# WORK REQUIRED
Using the material below, print the line that contains "Place one keypoint on each instance of the bridge support", the line that contains "Place one keypoint on each instance of the train", and every line in between, exactly and nothing else.

# DATA LISTING
* * * * * * *

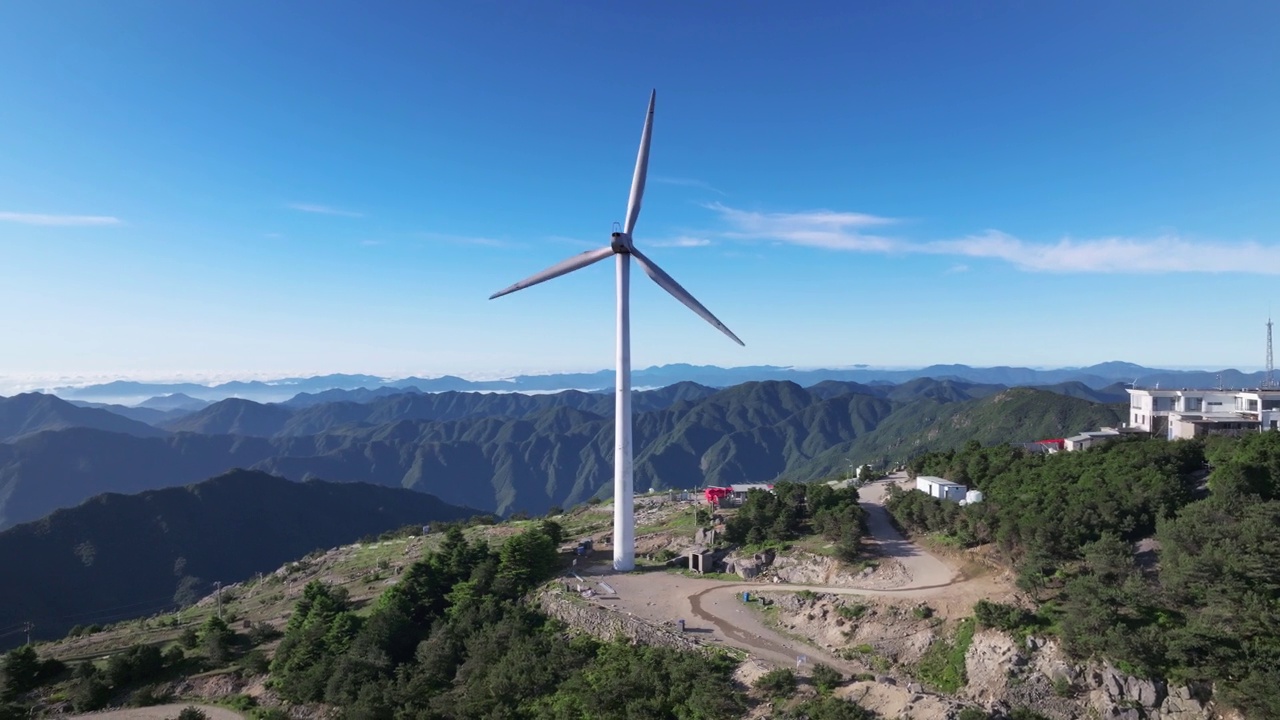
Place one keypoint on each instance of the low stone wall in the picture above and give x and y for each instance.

* * * * * * *

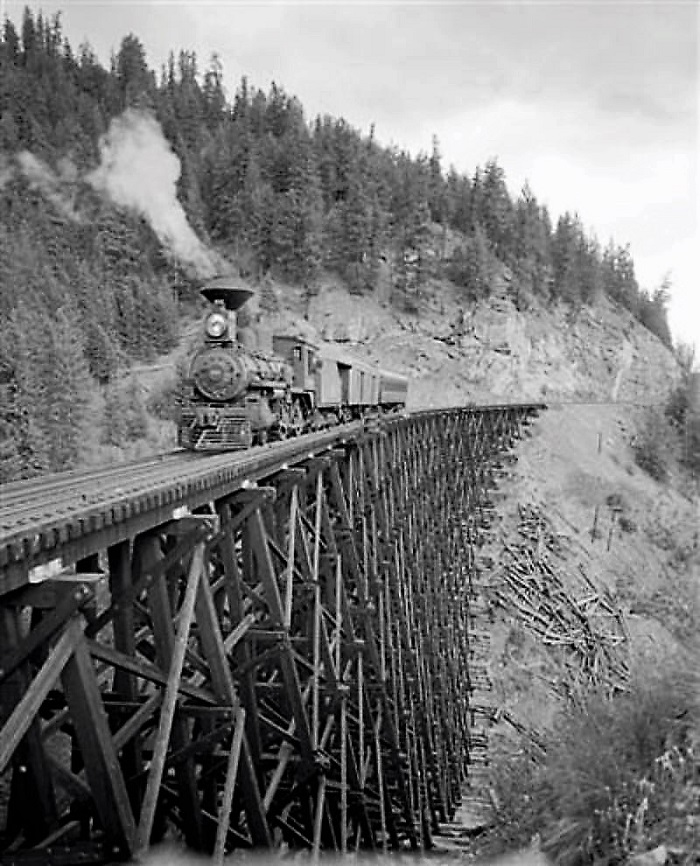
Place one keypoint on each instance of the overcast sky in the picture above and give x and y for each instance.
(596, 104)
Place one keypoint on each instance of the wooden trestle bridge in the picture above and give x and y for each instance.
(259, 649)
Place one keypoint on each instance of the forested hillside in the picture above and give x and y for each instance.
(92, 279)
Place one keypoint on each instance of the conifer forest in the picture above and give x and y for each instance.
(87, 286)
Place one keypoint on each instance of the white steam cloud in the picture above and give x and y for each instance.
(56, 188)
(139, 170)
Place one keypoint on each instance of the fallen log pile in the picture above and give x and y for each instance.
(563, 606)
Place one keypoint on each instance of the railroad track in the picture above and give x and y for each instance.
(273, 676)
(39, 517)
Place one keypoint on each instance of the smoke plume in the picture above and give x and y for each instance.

* * * * * * *

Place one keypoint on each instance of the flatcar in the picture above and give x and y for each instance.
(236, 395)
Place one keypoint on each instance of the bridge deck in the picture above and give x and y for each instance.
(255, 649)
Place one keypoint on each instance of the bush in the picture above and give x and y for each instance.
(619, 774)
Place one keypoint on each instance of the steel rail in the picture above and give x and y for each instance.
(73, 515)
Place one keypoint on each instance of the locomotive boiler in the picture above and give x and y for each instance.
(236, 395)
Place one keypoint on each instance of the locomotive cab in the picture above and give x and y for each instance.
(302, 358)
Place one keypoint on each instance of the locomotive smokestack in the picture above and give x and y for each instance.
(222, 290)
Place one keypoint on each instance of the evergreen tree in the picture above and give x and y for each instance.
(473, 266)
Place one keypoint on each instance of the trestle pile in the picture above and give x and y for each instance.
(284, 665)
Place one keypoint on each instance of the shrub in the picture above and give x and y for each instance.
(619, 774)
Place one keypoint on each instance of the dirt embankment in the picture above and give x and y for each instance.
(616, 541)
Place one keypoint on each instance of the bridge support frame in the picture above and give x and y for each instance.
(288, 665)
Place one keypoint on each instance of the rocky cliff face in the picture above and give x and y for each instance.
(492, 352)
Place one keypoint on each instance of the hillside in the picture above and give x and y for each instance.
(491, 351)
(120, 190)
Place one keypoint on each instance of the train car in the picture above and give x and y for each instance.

* * * * * * *

# WRITTEN SOLUTION
Place one keypoint on each instance of the bridge support frame in the picture above and give x and y for each instance.
(288, 665)
Place one keypoint on each instance of the rocky cliff face in the picture above and give x and y for each instance.
(492, 352)
Place one keypoint on each instance of the hillside in the picture above and give x and y for each instance.
(491, 351)
(120, 190)
Place one keypoint on each instance of the train car in the picture above and give x and y for each instance.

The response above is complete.